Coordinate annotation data
* * * *

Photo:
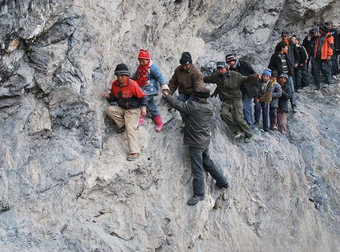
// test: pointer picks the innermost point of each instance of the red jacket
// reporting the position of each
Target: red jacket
(128, 95)
(326, 49)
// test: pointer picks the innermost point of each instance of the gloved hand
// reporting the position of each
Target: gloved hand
(214, 94)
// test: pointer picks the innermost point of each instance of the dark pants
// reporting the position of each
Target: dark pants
(152, 107)
(304, 76)
(232, 114)
(261, 106)
(185, 98)
(335, 67)
(200, 158)
(317, 69)
(273, 117)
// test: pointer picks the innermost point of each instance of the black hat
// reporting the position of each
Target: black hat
(284, 33)
(122, 69)
(313, 30)
(202, 92)
(274, 73)
(185, 59)
(323, 28)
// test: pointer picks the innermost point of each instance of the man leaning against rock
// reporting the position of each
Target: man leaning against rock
(131, 102)
(186, 78)
(228, 89)
(198, 115)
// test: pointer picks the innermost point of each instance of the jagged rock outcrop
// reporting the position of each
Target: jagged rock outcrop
(64, 181)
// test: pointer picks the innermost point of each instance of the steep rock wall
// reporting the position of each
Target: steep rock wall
(64, 181)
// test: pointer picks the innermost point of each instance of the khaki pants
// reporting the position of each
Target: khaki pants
(129, 118)
(232, 114)
(282, 122)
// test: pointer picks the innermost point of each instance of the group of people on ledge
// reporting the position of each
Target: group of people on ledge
(238, 87)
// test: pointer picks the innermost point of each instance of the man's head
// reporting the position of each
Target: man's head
(267, 73)
(313, 32)
(323, 29)
(284, 36)
(283, 79)
(221, 67)
(281, 48)
(185, 60)
(202, 93)
(143, 57)
(329, 24)
(274, 75)
(121, 72)
(230, 59)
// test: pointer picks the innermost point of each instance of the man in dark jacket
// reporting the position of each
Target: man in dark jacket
(334, 32)
(249, 89)
(309, 43)
(228, 89)
(301, 77)
(280, 62)
(198, 117)
(131, 102)
(283, 104)
(293, 60)
(186, 78)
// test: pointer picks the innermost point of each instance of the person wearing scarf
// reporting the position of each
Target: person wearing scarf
(148, 76)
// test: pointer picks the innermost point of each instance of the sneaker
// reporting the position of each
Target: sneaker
(195, 199)
(248, 139)
(238, 134)
(141, 121)
(132, 157)
(121, 130)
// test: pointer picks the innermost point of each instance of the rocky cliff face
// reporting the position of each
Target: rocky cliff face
(64, 181)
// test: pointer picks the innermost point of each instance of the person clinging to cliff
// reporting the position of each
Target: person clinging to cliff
(198, 116)
(148, 76)
(186, 78)
(131, 102)
(282, 118)
(228, 89)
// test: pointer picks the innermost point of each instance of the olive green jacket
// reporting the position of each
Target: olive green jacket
(228, 85)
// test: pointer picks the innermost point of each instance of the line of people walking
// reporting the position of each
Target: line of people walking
(238, 87)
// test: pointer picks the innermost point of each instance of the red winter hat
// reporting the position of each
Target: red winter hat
(144, 54)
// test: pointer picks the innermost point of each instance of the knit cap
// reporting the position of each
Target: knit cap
(185, 59)
(220, 64)
(267, 72)
(122, 69)
(202, 92)
(230, 57)
(274, 73)
(144, 54)
(284, 76)
(323, 28)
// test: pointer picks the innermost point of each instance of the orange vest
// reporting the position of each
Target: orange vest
(326, 49)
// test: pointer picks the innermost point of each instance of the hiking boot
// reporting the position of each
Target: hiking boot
(195, 199)
(238, 134)
(248, 139)
(141, 121)
(121, 130)
(132, 157)
(158, 121)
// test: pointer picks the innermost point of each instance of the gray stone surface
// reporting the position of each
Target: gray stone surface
(64, 182)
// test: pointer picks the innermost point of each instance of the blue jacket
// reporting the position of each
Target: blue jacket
(155, 77)
(277, 93)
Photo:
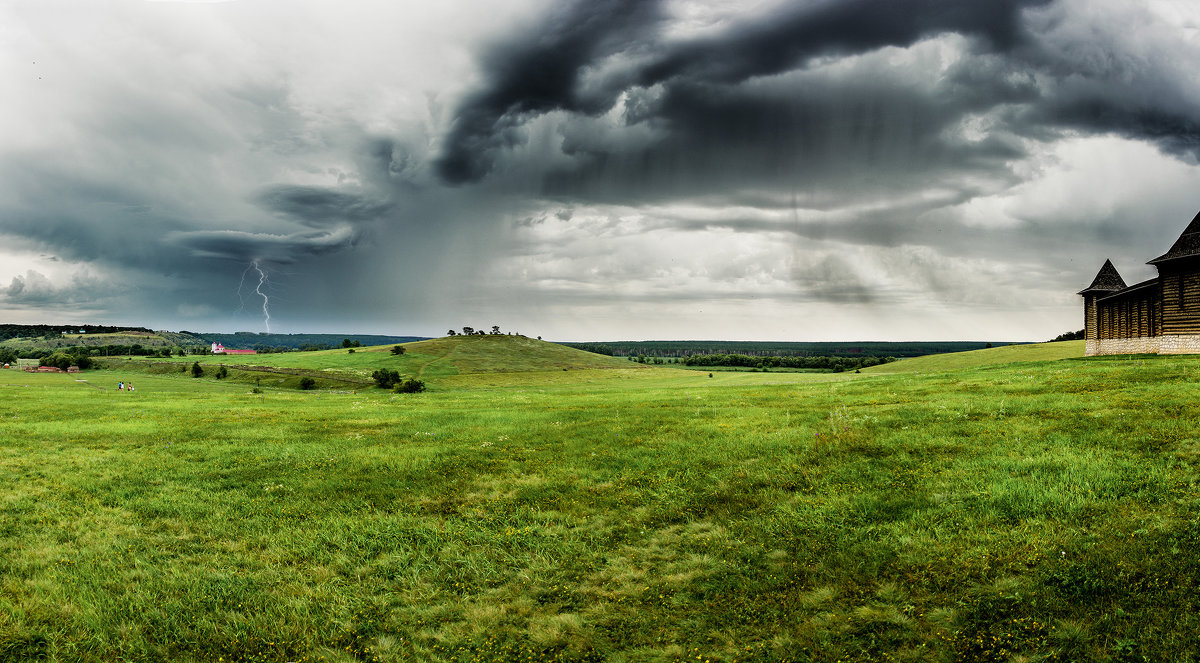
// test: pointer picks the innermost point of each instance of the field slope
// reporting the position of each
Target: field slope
(988, 357)
(435, 362)
(1033, 511)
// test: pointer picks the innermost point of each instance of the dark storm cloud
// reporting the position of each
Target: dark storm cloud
(317, 205)
(756, 103)
(243, 246)
(700, 77)
(539, 73)
(778, 43)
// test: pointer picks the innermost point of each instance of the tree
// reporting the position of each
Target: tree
(385, 377)
(409, 386)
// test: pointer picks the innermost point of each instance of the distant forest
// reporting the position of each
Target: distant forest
(781, 348)
(27, 330)
(263, 341)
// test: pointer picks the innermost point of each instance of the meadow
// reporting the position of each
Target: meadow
(540, 503)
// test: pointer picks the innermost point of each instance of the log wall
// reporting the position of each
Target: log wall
(1181, 299)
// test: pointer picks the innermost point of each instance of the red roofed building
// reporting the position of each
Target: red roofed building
(217, 348)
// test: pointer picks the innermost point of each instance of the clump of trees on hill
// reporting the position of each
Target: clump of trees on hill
(65, 359)
(388, 378)
(1069, 336)
(473, 332)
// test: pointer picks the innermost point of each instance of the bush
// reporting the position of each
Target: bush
(409, 386)
(385, 378)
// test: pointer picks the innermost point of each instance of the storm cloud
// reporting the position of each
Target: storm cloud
(786, 169)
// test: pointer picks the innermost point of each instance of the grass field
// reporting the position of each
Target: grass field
(545, 506)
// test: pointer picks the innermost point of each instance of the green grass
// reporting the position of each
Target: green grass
(1036, 511)
(989, 357)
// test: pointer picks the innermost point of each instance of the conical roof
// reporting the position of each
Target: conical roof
(1107, 280)
(1187, 246)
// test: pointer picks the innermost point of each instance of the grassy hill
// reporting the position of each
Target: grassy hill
(432, 360)
(1030, 511)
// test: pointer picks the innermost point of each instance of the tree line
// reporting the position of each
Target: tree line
(835, 364)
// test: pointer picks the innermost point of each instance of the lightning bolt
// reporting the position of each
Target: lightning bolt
(258, 290)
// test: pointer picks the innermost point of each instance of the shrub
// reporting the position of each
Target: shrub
(409, 386)
(385, 378)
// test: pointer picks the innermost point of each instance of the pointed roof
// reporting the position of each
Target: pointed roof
(1187, 246)
(1107, 280)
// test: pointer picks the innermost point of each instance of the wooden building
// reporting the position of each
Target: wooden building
(1157, 316)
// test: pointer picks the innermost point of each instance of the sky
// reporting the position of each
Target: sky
(597, 169)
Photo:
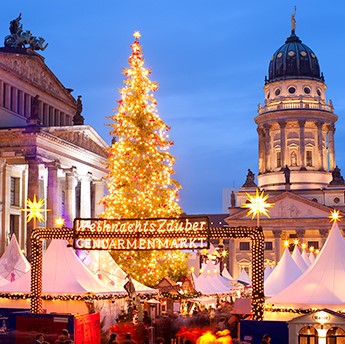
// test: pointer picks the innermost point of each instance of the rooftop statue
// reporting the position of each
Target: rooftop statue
(23, 39)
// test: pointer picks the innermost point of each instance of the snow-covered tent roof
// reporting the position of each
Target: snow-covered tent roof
(297, 257)
(311, 257)
(63, 273)
(13, 263)
(102, 264)
(322, 285)
(283, 274)
(305, 257)
(244, 278)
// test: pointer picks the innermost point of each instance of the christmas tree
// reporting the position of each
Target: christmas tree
(140, 167)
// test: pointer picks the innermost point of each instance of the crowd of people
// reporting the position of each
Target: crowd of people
(64, 338)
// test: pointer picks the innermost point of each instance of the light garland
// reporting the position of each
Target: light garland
(255, 234)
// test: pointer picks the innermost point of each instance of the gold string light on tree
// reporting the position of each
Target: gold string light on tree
(335, 216)
(257, 205)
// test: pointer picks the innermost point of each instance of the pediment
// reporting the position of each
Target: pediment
(290, 206)
(81, 137)
(32, 69)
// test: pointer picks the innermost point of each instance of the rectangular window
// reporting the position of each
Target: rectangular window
(63, 204)
(14, 225)
(268, 245)
(4, 94)
(309, 157)
(244, 246)
(314, 244)
(279, 159)
(14, 191)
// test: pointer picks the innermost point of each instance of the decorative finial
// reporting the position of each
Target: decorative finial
(136, 35)
(293, 21)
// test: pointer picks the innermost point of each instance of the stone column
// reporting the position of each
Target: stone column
(324, 235)
(282, 126)
(277, 233)
(262, 153)
(301, 124)
(319, 146)
(53, 199)
(99, 194)
(331, 131)
(33, 182)
(85, 196)
(232, 262)
(70, 196)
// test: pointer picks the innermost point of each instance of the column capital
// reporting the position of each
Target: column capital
(85, 177)
(300, 233)
(72, 171)
(301, 123)
(282, 124)
(52, 164)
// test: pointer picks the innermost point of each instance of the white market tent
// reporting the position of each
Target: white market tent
(102, 264)
(322, 285)
(283, 274)
(210, 282)
(311, 257)
(268, 270)
(63, 273)
(297, 257)
(13, 263)
(226, 274)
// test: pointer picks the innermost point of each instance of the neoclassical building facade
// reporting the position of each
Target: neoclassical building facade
(296, 158)
(45, 148)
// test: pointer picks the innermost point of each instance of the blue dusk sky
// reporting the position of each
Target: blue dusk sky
(210, 59)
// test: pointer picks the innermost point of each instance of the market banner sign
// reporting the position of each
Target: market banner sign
(183, 233)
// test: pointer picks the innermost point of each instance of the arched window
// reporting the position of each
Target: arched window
(309, 158)
(308, 335)
(293, 158)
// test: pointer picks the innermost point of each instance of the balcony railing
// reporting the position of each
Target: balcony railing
(295, 105)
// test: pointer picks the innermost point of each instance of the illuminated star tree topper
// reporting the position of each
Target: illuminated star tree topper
(140, 181)
(35, 209)
(257, 205)
(335, 216)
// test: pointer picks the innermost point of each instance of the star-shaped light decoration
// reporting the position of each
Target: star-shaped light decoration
(136, 35)
(257, 205)
(35, 210)
(335, 216)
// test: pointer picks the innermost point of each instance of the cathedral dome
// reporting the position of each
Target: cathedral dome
(294, 60)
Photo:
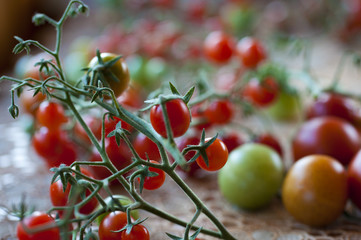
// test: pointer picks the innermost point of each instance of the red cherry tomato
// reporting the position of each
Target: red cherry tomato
(354, 180)
(59, 197)
(179, 118)
(261, 93)
(51, 115)
(146, 147)
(138, 232)
(331, 136)
(35, 220)
(218, 47)
(155, 182)
(219, 111)
(54, 147)
(251, 52)
(217, 154)
(110, 224)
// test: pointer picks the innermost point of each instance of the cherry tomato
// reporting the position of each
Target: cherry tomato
(184, 142)
(35, 220)
(146, 147)
(261, 93)
(252, 176)
(314, 191)
(155, 182)
(269, 140)
(354, 179)
(178, 114)
(217, 154)
(59, 197)
(110, 224)
(51, 115)
(251, 52)
(218, 47)
(138, 232)
(54, 147)
(331, 136)
(219, 111)
(119, 70)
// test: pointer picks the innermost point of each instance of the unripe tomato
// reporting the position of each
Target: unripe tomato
(331, 136)
(314, 191)
(119, 70)
(252, 176)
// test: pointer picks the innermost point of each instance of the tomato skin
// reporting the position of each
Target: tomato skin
(218, 47)
(314, 191)
(138, 232)
(179, 118)
(114, 221)
(51, 115)
(251, 52)
(331, 136)
(252, 176)
(217, 154)
(261, 93)
(354, 179)
(219, 112)
(146, 147)
(119, 69)
(35, 220)
(152, 183)
(59, 197)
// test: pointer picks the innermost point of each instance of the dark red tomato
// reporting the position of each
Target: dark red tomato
(54, 147)
(51, 115)
(330, 136)
(111, 123)
(269, 140)
(60, 198)
(95, 125)
(217, 154)
(146, 147)
(35, 220)
(110, 224)
(184, 142)
(155, 182)
(219, 111)
(251, 52)
(138, 232)
(178, 114)
(332, 104)
(218, 47)
(232, 140)
(261, 93)
(354, 180)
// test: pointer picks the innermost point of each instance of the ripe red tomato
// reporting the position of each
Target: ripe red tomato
(59, 197)
(218, 47)
(217, 154)
(331, 136)
(138, 232)
(110, 224)
(51, 115)
(37, 219)
(251, 52)
(261, 93)
(119, 70)
(314, 191)
(155, 182)
(54, 147)
(146, 147)
(179, 118)
(354, 179)
(219, 111)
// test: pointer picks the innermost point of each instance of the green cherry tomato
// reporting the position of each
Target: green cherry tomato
(252, 176)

* * * *

### The request
Rewrite everything in the data from the line containing "of the meadow" down to the line containing "(1181, 299)", changing "log wall" to "timber wall" and leaving all else as it is.

### Correct result
// test: pointer picks the innermost point of each instance of the meadow
// reporting the position of each
Target: meadow
(540, 503)
// test: pointer picks the innermost point of each instance of the timber wall
// reporting the position of each
Target: timber wall
(1181, 299)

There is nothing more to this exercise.